| Veri Alıntıları |

──────

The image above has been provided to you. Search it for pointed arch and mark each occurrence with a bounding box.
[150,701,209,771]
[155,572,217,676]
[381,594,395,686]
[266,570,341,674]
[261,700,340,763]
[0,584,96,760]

──────

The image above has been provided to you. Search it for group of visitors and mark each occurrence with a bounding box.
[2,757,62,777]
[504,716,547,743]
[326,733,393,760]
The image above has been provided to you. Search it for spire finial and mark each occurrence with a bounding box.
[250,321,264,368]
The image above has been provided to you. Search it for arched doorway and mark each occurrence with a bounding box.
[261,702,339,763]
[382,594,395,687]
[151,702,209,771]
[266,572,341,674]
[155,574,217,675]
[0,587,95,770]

──────

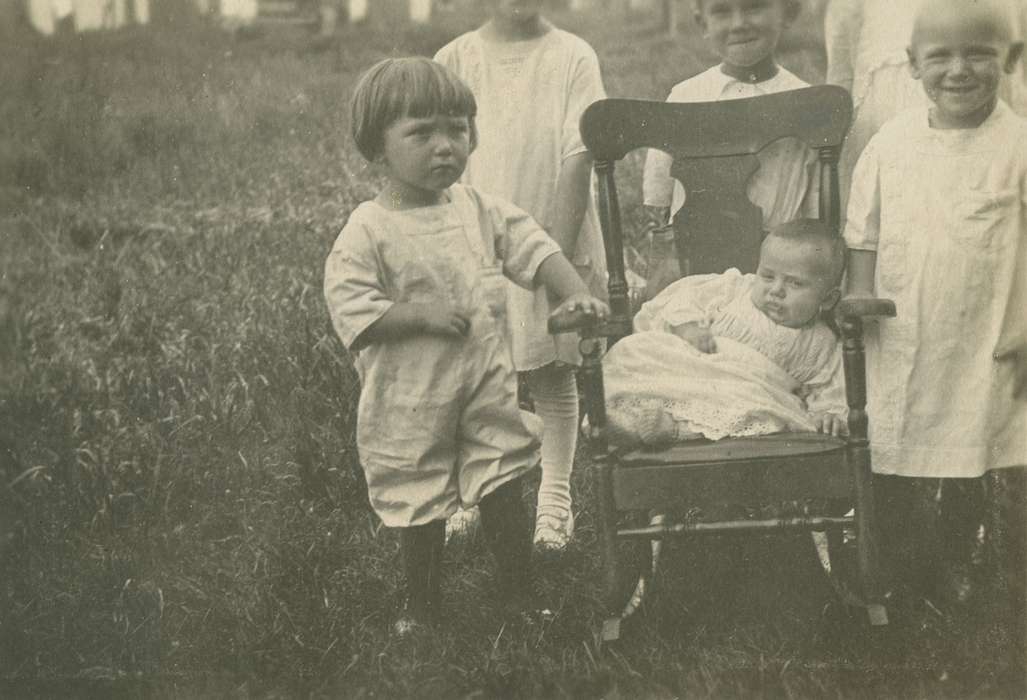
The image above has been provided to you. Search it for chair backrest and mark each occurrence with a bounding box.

──────

| Problem Gereksinimleri |
"it for arched" geçen satırdan "[0,587,95,770]" geçen satıra kadar her şeyi, "arched doorway" yerine "arched entrance" koyarak düzenle. Başka hiçbir yeri değiştirmeden yalnızca bu satırları ver.

| Bu Görevin Çıktısı |
The image above has been provided to you. Search it for arched entrance and mark each occurrence with a bounding box.
[261,702,339,763]
[382,594,395,687]
[151,702,209,771]
[266,572,341,674]
[155,574,217,675]
[0,587,95,770]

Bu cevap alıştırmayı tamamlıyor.